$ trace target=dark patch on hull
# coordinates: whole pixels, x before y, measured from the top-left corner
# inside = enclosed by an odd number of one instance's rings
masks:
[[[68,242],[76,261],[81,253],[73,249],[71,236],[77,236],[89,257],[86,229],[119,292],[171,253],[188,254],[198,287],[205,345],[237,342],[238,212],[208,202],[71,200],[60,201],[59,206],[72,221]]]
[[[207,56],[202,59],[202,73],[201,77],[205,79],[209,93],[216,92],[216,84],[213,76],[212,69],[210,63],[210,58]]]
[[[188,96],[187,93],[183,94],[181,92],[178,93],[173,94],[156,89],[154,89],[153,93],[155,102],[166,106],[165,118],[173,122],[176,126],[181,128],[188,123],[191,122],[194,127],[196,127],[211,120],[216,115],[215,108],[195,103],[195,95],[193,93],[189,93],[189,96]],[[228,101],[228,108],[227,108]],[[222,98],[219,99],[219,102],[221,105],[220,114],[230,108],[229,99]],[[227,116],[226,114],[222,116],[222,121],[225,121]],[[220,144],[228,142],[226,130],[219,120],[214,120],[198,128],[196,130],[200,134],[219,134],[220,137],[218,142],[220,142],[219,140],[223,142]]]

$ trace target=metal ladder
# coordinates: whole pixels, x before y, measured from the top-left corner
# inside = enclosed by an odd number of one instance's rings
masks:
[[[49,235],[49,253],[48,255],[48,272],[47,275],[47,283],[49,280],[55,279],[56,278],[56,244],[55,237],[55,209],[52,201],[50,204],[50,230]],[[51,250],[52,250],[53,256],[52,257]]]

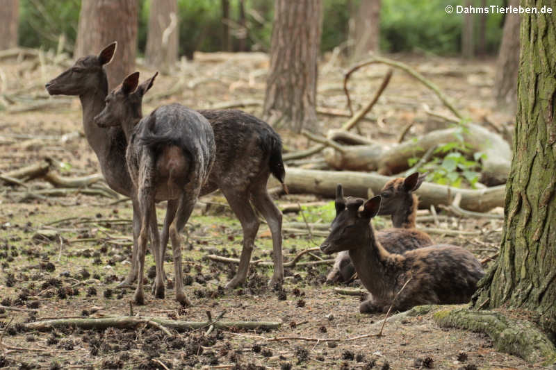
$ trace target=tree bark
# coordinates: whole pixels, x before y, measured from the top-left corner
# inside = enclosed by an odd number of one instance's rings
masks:
[[[135,69],[137,49],[137,0],[82,0],[74,57],[97,54],[117,42],[106,72],[110,88]]]
[[[509,6],[518,6],[519,0],[509,0]],[[504,21],[502,44],[496,62],[494,95],[500,106],[515,112],[517,105],[517,71],[519,67],[519,15],[507,14]]]
[[[179,27],[176,0],[151,1],[145,61],[163,74],[169,74],[178,60]]]
[[[320,0],[277,0],[263,116],[297,133],[317,120]]]
[[[555,0],[523,7],[556,8]],[[556,333],[556,43],[554,15],[521,18],[514,158],[506,185],[500,258],[480,284],[475,304],[536,314]],[[488,301],[486,301],[488,300]]]
[[[359,59],[380,46],[380,0],[361,0],[355,16],[354,58]]]
[[[466,7],[473,6],[472,0],[466,0]],[[466,59],[473,57],[473,15],[464,15],[464,28],[461,29],[461,55]]]
[[[0,6],[0,50],[17,46],[19,0],[3,0]]]

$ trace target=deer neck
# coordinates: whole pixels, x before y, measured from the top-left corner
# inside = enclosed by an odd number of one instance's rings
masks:
[[[357,271],[361,283],[374,296],[384,296],[393,282],[388,281],[388,265],[391,264],[393,255],[375,239],[373,226],[369,224],[366,230],[366,242],[361,248],[350,249],[350,258]]]
[[[126,142],[121,128],[103,128],[93,121],[95,116],[104,108],[108,94],[108,82],[97,89],[79,96],[83,111],[83,126],[87,142],[100,163],[101,171],[108,186],[116,192],[129,196],[131,180],[127,173],[125,153]]]
[[[409,204],[399,207],[400,210],[392,215],[392,225],[395,228],[415,228],[415,217],[418,204],[417,196],[412,194],[408,201]]]

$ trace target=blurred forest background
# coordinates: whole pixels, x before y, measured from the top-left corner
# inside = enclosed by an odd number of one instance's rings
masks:
[[[138,0],[138,51],[147,45],[149,10],[156,0]],[[422,52],[457,55],[461,52],[463,15],[447,15],[450,0],[382,0],[379,8],[379,47],[386,53]],[[489,6],[507,5],[489,1]],[[57,47],[64,35],[65,49],[72,51],[77,35],[80,0],[19,0],[19,46]],[[321,52],[348,49],[361,0],[324,0]],[[484,6],[485,1],[471,1]],[[177,0],[179,55],[200,51],[268,51],[274,3],[270,0]],[[502,40],[505,16],[473,17],[476,55],[496,54]]]

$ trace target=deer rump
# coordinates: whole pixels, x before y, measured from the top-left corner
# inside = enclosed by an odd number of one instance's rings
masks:
[[[165,106],[142,119],[128,147],[132,178],[140,178],[142,173],[156,174],[153,185],[157,200],[177,199],[184,190],[200,189],[212,166],[209,149],[215,144],[213,136],[207,135],[211,133],[210,127],[188,124],[202,117],[181,108]]]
□ □ □
### Exercise task
Extract each line of the records above that contains the string "deer" and reproduce those lines unchanged.

### Complete response
$ trace target=deer neck
$ trace target=deer rump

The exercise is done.